__What is being asked__
Reproduce the data verbatim from the line with "every black swimsuit." to the line with "75,579,925,768", including both of those lines and nothing else.
##### Supplied data #####
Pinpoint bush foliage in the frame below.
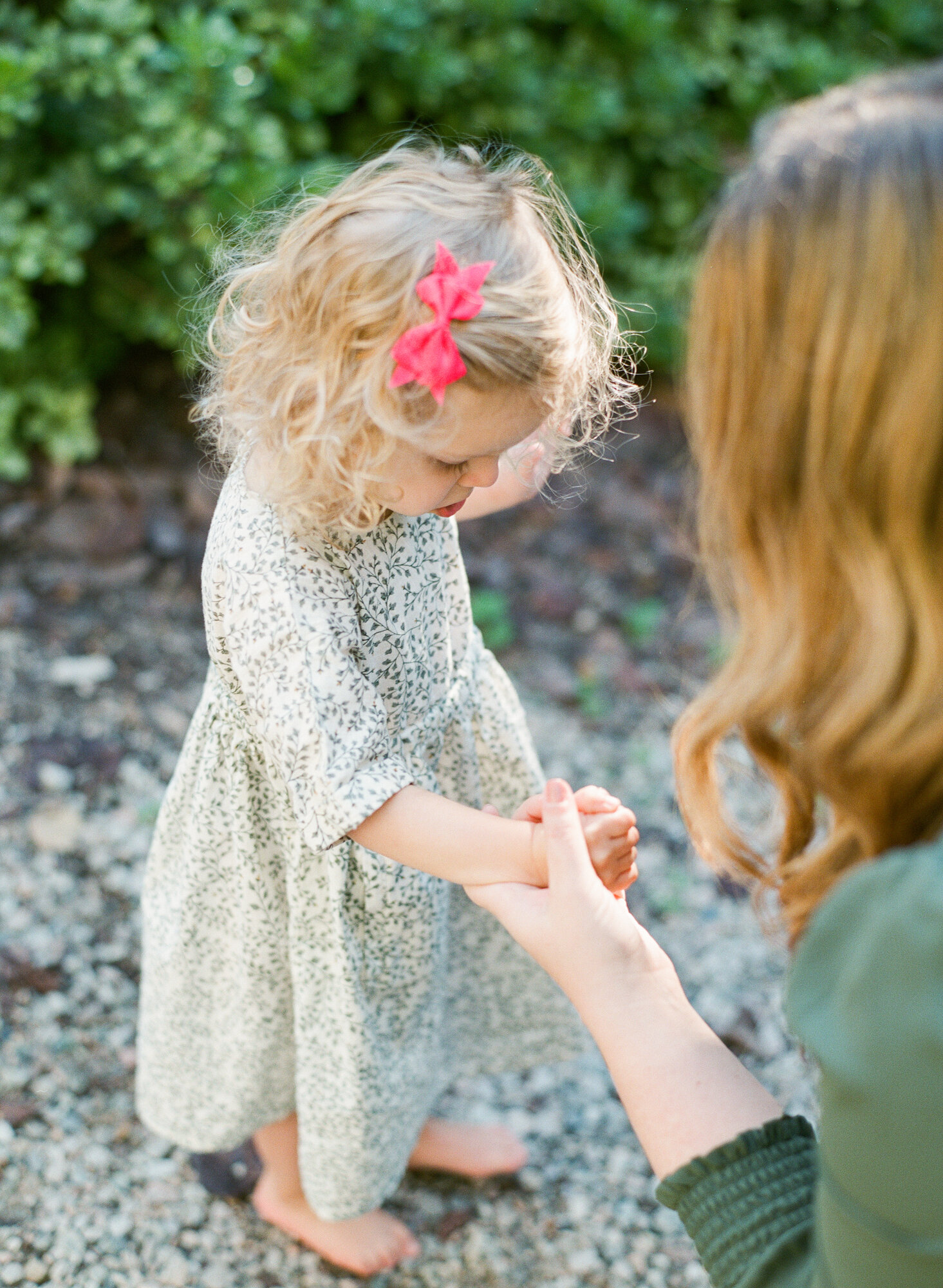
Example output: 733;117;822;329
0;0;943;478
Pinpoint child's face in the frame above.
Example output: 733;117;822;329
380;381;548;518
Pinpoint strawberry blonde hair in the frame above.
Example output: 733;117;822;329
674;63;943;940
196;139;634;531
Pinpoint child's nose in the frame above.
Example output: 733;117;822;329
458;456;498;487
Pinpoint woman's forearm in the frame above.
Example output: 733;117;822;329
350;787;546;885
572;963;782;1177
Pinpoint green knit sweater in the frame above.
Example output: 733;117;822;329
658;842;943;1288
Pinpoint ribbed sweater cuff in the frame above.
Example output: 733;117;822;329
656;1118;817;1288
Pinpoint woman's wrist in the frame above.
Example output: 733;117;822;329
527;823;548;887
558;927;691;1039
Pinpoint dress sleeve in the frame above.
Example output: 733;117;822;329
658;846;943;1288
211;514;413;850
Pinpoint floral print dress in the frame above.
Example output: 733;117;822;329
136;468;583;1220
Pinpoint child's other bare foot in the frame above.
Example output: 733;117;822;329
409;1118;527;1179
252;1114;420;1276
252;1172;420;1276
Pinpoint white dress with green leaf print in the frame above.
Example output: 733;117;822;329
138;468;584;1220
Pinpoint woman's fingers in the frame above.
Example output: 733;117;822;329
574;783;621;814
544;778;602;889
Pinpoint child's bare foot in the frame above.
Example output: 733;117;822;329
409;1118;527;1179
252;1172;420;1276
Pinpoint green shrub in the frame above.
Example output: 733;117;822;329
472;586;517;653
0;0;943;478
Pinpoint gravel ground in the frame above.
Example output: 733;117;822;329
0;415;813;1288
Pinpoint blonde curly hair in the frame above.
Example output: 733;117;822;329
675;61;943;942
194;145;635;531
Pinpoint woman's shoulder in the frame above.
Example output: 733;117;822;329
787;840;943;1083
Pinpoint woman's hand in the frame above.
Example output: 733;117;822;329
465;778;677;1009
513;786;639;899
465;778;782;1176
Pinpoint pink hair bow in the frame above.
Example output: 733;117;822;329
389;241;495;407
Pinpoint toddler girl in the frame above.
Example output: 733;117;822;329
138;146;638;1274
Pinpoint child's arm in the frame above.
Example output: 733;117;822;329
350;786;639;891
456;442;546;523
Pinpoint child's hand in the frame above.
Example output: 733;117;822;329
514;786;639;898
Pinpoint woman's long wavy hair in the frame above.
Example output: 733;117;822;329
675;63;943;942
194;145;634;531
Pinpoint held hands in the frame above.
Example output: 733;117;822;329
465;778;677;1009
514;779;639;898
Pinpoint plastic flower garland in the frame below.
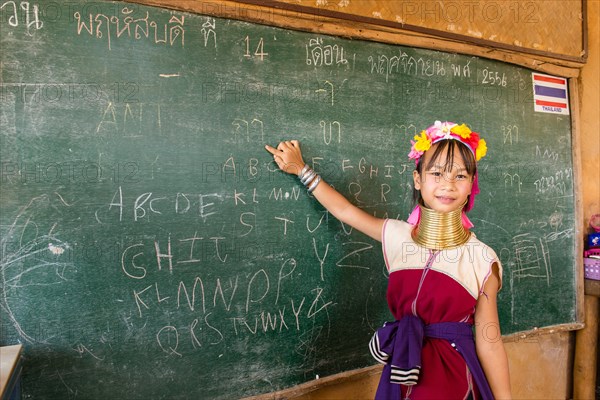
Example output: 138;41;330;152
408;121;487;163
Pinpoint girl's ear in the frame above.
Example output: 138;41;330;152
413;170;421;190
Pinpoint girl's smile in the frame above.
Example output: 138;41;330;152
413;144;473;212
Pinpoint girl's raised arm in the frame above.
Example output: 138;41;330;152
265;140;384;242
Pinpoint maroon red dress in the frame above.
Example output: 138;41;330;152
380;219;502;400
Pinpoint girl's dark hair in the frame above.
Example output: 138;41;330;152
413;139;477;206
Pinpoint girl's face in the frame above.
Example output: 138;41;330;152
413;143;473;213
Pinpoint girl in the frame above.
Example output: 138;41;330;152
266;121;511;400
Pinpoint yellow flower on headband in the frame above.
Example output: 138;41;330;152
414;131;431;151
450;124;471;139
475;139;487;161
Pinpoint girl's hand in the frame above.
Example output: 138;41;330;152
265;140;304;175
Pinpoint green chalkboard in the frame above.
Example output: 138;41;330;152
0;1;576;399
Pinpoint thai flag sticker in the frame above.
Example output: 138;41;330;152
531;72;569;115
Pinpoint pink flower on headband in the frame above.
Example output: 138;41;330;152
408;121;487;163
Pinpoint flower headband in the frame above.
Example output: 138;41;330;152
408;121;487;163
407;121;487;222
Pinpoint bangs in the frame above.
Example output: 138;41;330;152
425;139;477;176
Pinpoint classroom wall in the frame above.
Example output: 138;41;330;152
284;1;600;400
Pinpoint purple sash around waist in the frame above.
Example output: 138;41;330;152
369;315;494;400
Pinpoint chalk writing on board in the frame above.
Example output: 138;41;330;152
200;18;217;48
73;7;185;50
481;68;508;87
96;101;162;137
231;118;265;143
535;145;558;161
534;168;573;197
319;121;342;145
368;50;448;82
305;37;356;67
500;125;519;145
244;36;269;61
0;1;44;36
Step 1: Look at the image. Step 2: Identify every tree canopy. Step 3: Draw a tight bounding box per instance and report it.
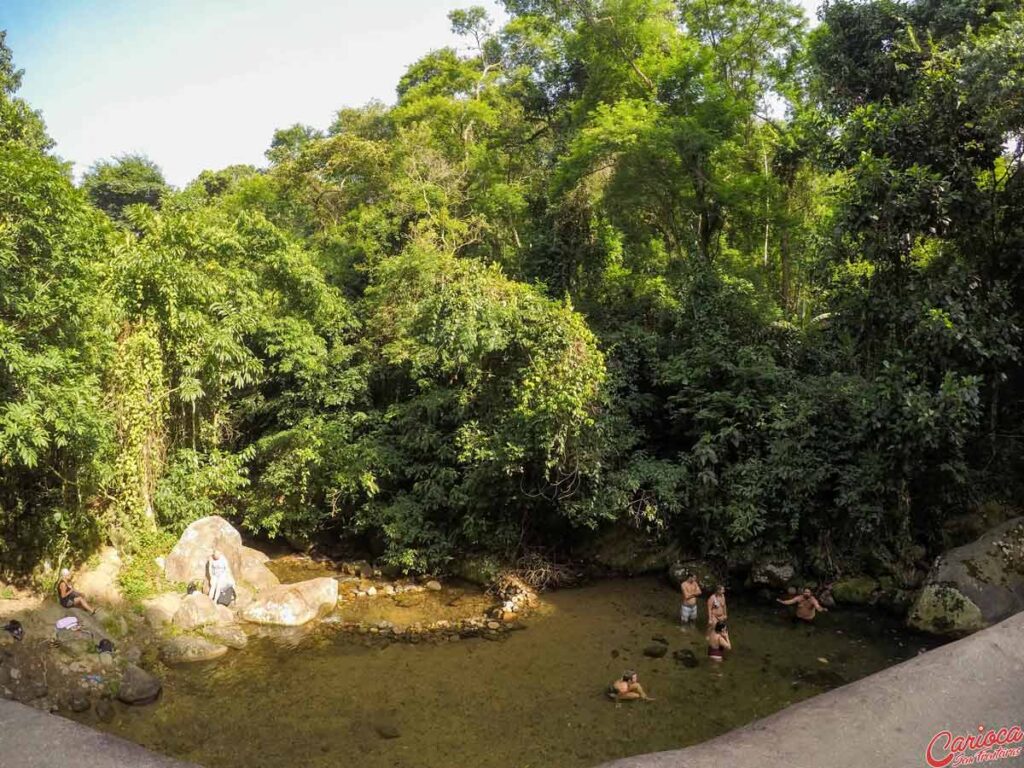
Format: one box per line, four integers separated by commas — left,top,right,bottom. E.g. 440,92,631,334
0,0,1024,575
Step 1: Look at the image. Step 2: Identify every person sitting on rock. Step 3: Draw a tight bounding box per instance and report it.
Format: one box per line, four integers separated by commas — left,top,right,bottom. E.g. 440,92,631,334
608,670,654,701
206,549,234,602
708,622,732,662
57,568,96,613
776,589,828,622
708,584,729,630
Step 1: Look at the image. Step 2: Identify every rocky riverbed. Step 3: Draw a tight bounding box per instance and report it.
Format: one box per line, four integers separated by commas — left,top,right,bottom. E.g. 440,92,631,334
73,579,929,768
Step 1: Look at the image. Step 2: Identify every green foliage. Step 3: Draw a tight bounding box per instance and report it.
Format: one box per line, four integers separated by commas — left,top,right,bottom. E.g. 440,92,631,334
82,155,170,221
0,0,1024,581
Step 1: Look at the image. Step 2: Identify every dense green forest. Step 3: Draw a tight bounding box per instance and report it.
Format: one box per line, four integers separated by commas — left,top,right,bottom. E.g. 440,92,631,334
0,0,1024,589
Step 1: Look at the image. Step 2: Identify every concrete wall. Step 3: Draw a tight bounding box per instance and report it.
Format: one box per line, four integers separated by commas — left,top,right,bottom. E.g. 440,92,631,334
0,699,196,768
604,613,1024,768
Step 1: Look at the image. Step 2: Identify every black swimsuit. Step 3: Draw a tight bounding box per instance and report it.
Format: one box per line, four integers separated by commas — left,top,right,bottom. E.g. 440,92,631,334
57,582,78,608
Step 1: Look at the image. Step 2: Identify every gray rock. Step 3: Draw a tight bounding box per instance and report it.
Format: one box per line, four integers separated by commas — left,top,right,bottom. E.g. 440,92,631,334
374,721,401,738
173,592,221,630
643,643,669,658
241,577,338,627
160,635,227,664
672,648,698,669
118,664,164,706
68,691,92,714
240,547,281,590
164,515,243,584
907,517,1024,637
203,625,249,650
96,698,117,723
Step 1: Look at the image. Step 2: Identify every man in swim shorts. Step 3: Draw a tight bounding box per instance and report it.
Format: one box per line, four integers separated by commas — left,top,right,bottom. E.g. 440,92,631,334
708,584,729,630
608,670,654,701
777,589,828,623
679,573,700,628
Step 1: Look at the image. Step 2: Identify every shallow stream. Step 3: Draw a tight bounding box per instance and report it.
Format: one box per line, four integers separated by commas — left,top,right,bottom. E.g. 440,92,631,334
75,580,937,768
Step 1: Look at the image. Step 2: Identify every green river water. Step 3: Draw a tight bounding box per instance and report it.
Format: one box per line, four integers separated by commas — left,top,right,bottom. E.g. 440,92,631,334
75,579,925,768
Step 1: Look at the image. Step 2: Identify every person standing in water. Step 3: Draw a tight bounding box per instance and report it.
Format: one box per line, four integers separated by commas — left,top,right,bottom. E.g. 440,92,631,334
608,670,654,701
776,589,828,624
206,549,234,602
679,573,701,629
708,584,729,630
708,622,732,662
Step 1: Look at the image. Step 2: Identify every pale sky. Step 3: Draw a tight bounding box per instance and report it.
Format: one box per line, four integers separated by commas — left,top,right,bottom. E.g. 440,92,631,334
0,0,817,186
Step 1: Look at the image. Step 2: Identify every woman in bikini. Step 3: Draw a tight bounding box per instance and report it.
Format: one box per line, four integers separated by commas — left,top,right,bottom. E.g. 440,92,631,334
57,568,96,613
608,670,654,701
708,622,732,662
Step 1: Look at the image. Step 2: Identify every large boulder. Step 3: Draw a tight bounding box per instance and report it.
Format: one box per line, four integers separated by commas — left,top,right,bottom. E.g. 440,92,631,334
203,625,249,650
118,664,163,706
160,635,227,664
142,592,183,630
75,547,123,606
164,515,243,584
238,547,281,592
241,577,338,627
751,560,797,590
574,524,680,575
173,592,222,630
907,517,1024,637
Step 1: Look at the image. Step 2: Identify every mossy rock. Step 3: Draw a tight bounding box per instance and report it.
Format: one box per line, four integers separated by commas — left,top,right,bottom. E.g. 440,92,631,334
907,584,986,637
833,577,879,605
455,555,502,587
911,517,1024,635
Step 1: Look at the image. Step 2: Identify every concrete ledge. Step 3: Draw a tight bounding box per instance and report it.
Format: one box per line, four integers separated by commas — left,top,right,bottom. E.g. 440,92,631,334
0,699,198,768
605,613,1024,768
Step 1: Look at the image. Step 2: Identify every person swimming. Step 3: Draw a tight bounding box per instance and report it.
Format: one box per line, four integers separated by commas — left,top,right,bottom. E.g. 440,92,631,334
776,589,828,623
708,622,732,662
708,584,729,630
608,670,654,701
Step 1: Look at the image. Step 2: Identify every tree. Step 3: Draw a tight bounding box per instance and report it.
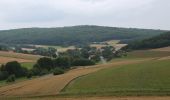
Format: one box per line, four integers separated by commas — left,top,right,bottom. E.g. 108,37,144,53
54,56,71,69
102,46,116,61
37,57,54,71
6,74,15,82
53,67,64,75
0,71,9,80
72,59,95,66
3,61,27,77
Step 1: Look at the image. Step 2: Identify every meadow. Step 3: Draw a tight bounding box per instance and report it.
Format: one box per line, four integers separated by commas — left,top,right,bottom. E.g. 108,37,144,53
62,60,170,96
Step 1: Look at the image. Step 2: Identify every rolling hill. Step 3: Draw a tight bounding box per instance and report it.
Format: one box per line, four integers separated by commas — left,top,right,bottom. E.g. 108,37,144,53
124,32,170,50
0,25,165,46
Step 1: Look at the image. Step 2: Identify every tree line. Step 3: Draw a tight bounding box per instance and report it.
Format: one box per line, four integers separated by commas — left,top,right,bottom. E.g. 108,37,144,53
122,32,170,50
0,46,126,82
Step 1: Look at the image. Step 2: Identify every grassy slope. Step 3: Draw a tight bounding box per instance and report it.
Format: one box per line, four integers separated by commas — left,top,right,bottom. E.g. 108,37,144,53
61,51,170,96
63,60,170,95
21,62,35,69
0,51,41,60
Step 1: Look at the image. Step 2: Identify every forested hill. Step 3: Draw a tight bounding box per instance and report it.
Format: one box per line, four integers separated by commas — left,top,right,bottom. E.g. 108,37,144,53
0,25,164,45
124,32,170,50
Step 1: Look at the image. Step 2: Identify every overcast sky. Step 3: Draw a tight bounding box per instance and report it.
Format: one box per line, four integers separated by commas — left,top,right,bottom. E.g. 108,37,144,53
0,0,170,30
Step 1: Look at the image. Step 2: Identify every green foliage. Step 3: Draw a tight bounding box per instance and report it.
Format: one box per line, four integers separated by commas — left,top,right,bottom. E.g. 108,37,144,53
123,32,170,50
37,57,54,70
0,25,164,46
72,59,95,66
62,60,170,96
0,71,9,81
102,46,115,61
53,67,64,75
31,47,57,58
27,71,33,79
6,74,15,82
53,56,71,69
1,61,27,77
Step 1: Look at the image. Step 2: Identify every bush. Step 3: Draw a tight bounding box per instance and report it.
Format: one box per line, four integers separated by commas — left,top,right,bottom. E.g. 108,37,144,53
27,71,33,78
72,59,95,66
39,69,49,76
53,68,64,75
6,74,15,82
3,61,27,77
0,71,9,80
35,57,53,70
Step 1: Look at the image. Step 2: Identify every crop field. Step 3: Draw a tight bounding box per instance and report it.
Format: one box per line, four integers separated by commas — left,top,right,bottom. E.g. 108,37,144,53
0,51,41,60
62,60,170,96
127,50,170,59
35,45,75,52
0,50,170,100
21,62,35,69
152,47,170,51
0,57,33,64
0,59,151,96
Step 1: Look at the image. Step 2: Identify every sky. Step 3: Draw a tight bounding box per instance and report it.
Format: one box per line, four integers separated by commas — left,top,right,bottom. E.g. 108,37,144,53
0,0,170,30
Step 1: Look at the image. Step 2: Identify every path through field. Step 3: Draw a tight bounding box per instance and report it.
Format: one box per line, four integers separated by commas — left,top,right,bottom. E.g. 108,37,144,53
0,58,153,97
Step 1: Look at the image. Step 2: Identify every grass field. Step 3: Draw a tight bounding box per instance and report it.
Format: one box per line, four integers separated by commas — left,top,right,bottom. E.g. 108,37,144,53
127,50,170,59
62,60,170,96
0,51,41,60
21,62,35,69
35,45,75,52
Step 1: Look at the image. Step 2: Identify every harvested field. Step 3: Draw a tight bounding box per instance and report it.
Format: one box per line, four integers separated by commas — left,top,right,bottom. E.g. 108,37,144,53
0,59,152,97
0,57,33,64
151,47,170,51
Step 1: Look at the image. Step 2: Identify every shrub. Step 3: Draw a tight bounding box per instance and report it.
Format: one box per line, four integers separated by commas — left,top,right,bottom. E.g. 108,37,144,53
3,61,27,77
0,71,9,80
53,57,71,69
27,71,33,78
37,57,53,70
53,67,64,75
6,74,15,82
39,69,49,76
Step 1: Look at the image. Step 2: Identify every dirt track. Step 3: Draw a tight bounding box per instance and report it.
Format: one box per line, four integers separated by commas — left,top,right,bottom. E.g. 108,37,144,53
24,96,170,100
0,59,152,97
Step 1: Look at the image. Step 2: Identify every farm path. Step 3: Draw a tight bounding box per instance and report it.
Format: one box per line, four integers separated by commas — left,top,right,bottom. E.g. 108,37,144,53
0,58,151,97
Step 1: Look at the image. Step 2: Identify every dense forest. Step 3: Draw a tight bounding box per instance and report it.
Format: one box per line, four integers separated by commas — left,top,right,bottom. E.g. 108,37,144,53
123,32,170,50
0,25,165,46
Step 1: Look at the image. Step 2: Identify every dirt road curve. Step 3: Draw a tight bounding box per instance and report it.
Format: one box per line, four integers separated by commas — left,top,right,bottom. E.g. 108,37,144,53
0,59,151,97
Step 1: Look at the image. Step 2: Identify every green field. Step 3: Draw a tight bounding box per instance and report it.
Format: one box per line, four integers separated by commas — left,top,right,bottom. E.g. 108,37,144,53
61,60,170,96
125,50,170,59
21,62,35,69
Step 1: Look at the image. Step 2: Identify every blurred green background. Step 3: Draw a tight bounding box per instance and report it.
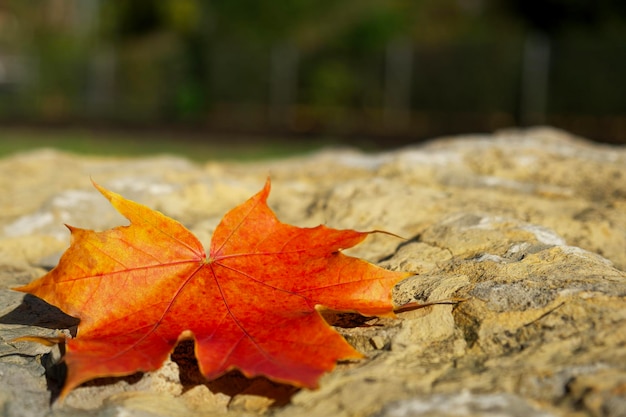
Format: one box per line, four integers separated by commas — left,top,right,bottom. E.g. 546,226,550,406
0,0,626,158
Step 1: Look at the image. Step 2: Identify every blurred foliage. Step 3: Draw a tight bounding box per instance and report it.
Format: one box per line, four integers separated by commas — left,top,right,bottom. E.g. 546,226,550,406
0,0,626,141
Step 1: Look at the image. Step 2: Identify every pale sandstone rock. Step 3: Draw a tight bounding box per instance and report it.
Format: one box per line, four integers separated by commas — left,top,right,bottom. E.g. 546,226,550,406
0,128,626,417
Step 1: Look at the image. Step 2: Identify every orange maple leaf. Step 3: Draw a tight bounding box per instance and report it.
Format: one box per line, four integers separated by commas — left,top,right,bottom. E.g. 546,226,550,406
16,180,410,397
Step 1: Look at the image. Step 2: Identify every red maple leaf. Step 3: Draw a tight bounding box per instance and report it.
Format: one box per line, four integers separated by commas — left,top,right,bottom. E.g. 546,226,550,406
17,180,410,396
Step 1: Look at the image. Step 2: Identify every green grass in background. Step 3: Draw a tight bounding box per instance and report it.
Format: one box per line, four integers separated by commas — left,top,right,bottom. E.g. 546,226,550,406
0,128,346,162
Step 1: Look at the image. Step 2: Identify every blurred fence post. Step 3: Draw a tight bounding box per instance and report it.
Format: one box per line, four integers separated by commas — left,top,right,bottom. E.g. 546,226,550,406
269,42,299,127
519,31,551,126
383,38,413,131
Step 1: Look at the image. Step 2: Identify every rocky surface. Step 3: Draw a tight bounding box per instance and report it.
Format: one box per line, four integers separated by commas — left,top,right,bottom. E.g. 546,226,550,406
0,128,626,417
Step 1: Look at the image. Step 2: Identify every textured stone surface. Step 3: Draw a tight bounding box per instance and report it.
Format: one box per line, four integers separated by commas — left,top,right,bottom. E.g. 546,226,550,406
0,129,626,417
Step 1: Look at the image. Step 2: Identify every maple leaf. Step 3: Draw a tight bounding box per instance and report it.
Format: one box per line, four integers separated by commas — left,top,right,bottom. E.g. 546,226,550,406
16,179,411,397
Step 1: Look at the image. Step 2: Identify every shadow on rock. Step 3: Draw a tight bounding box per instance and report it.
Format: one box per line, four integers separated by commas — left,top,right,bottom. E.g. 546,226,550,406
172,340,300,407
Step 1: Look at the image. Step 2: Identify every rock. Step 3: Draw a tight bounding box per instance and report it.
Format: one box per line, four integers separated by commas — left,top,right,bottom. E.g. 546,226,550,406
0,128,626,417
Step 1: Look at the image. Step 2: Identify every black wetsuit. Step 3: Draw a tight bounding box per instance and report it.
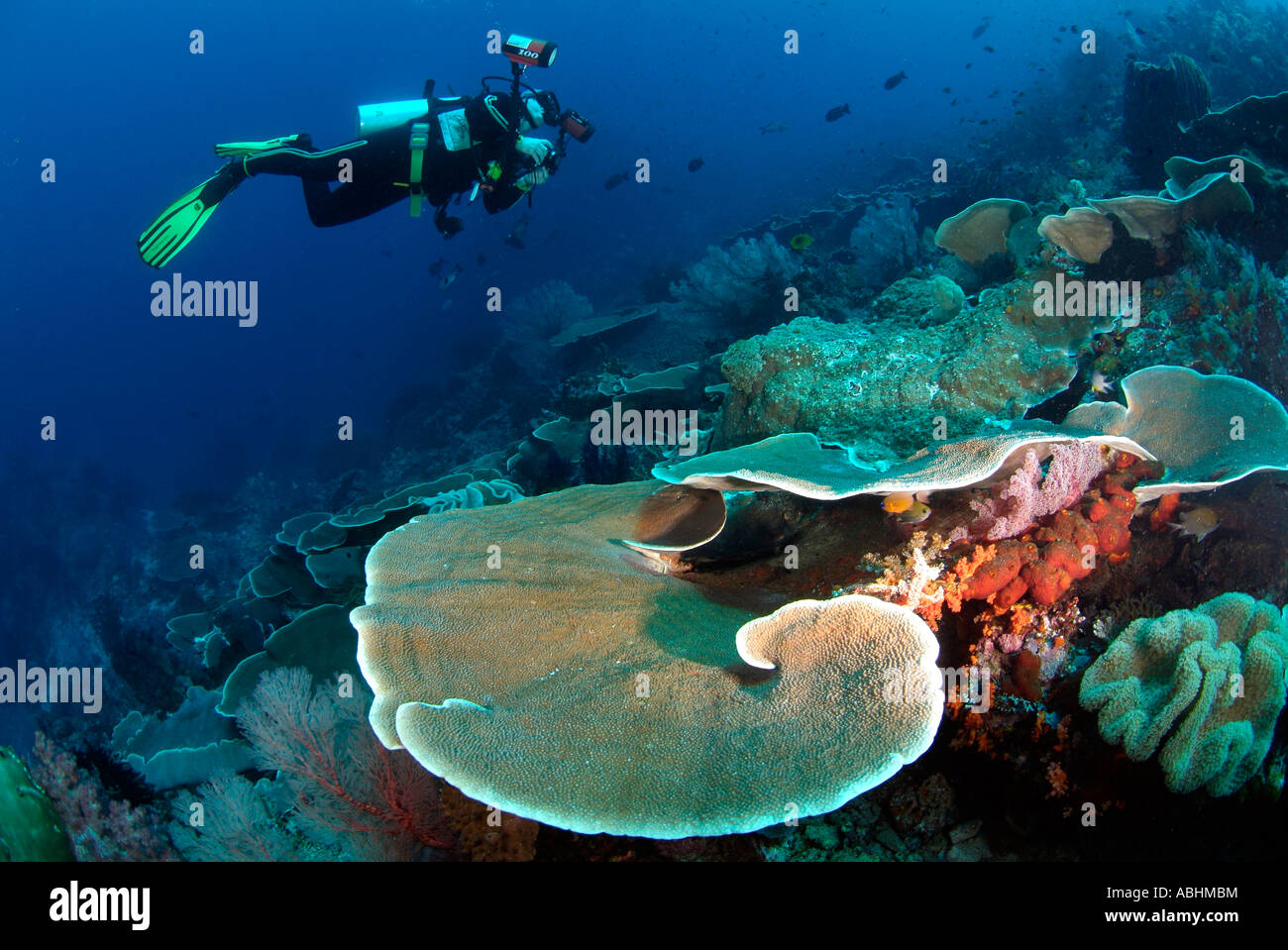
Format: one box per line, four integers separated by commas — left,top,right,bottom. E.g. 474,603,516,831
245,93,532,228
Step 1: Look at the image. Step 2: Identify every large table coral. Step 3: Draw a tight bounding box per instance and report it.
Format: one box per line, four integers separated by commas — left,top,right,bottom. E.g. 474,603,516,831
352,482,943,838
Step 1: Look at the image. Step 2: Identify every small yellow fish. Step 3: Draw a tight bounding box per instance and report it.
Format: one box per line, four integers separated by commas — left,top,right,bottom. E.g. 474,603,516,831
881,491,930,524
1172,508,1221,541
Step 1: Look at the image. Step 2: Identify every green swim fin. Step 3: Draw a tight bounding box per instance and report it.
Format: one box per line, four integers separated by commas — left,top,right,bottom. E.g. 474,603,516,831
#####
__Response to the exercise__
Step 1: Look at the image. Step 2: Identify every black swimsuit. Step 3: Draw a tight bounding box per instance and report it.
Format: one box per line, four integers separated by commas — left,top,right,bottom. E.g. 440,92,631,334
57,582,78,608
Step 1: Look at the image. Step 2: Identify every gray rock. Step 3: Draw a tight bounding box per instance and report it.
Format: one box per line, four integers separated by commas — left,top,right,bottom. E.g. 440,92,631,334
374,721,401,738
173,592,221,630
643,643,669,658
241,577,338,627
160,635,227,664
672,648,698,669
118,664,164,706
68,691,92,714
240,547,281,590
164,515,243,584
907,517,1024,637
203,625,249,650
96,698,117,723
Step 1: Look at the image. Step 2: Identify every man in swim shorts. Step 3: Draw a tight bounding box per instance and report it.
Format: one box per line, four integers separated by commas — left,top,right,bottom. E.g. 440,92,631,334
708,584,729,630
608,670,654,701
777,589,828,623
679,573,700,628
Step 1: Look at the image. Step 2: Identify every shallow stream. Step 3: Draw a tight bounding box per instance and report it.
Format: one box per line, four integers separated by commas — left,top,right,bottom. E.g. 440,92,631,334
75,580,937,768
Step 1: Look at the image. Step 2: Identify every green river water. Step 3: Draw a tight bounding box per instance and report it.
Format: one box per line, four integers separated by commas — left,top,right,bottom. E.g. 440,92,631,334
75,579,925,768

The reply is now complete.